EXERCISE INSTRUCTIONS
In the text on how a dietitian can help, what did a study done a few years ago find?

STUDY TEXT
--- --- ---

As Nutrition Month draws to a close, here’s a post about how a dietitian can help you achieve your health and nutrition goals. As a registered professional who must follow evidence-based guidelines of care, and demonstrate competence in his or her field of practice, a dietitian can be an essential part of your health care team.
- A dietitian can help you separate the good from the bad in nutrition information. Many people want to eat healthy, but feel completely overwhelmed by the amount of information available, much of which contradicts itself. A dietitian can interpret studies and critique media reports with a background of extensive nutritional study, helping you make the best decisions about your diet.
- A dietitian can help you translate nutrition into food. If you have heard that the Mediterranean diet can help prevent onset of Alzheimer’s disease, and you want to follow that way of eating, a dietitian can not only explain the details to you, but also help you make changes in your current diet that will fit into your life. Sustainability is essential in making any lifestyle changes – extreme changes in the way you eat are unlikely to be long-lasting. A study done a few years ago found that the best diet is the one we can stay on the longest. This makes sense, as changes in health, good or bad, do not develop overnight.

--- --- ---

SUPPLIED INFORMATION
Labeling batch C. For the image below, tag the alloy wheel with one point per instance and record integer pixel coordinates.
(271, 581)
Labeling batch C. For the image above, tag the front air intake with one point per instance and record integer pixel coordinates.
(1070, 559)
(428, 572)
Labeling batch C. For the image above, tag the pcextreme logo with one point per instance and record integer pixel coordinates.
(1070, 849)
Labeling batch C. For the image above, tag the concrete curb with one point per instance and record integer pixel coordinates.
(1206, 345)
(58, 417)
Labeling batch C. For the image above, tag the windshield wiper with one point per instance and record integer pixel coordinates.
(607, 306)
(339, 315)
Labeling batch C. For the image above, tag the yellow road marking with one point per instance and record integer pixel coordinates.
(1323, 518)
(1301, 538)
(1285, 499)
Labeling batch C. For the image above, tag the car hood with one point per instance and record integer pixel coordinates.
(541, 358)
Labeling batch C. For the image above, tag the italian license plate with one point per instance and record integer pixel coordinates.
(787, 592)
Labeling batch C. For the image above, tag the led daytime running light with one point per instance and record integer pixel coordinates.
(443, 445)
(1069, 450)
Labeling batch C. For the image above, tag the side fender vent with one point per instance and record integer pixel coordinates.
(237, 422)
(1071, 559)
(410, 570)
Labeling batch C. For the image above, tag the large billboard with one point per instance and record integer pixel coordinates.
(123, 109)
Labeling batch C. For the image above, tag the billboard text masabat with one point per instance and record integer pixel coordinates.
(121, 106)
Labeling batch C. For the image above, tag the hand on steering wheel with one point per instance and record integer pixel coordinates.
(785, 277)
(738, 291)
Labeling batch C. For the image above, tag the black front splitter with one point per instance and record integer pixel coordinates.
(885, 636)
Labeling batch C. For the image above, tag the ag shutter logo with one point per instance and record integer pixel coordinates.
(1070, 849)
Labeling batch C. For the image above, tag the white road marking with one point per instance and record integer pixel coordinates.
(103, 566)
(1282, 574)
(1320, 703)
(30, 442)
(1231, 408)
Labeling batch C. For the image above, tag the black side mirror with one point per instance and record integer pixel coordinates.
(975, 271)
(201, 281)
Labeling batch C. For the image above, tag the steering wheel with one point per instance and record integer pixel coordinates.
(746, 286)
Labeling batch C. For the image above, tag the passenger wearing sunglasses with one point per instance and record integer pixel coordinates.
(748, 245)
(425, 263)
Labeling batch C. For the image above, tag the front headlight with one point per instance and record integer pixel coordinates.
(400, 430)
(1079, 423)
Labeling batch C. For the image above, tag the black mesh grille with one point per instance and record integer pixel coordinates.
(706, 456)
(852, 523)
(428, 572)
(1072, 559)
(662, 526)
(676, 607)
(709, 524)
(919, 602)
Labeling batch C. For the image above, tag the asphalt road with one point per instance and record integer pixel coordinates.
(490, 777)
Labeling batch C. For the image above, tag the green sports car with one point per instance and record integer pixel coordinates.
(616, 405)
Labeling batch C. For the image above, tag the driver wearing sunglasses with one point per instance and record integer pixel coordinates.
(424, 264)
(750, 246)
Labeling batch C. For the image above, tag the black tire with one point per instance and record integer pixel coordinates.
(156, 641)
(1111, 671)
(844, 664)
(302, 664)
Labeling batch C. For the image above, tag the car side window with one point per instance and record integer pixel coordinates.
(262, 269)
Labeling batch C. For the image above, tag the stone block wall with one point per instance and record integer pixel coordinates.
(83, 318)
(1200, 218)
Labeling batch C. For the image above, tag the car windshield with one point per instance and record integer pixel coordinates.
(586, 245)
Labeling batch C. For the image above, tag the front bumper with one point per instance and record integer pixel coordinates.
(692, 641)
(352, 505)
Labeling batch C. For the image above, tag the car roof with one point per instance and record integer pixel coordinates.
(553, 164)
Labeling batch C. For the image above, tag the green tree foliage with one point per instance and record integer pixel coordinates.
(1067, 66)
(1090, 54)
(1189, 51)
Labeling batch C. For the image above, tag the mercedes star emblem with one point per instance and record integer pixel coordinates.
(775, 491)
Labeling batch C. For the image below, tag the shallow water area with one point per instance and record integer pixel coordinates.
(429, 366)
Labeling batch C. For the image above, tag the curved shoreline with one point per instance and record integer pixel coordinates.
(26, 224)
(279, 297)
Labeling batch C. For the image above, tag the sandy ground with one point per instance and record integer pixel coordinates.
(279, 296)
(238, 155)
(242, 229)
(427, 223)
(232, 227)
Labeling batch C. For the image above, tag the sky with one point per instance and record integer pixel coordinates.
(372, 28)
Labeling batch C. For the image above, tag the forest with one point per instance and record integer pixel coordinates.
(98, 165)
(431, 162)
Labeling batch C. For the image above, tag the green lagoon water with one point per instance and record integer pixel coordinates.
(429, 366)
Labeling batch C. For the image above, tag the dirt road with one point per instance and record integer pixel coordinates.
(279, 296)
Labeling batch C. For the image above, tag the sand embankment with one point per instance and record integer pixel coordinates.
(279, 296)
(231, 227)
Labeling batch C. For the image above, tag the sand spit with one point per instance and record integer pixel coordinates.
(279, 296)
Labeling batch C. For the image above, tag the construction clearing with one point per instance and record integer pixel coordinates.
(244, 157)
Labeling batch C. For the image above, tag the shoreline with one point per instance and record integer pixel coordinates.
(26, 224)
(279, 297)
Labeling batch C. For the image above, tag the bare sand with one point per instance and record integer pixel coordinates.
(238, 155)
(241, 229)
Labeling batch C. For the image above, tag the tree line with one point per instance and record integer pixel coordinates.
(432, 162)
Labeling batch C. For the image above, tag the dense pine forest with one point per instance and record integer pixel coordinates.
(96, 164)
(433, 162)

--- --- ---

REPLY
It found that the best diet is the one we can stay on the longest.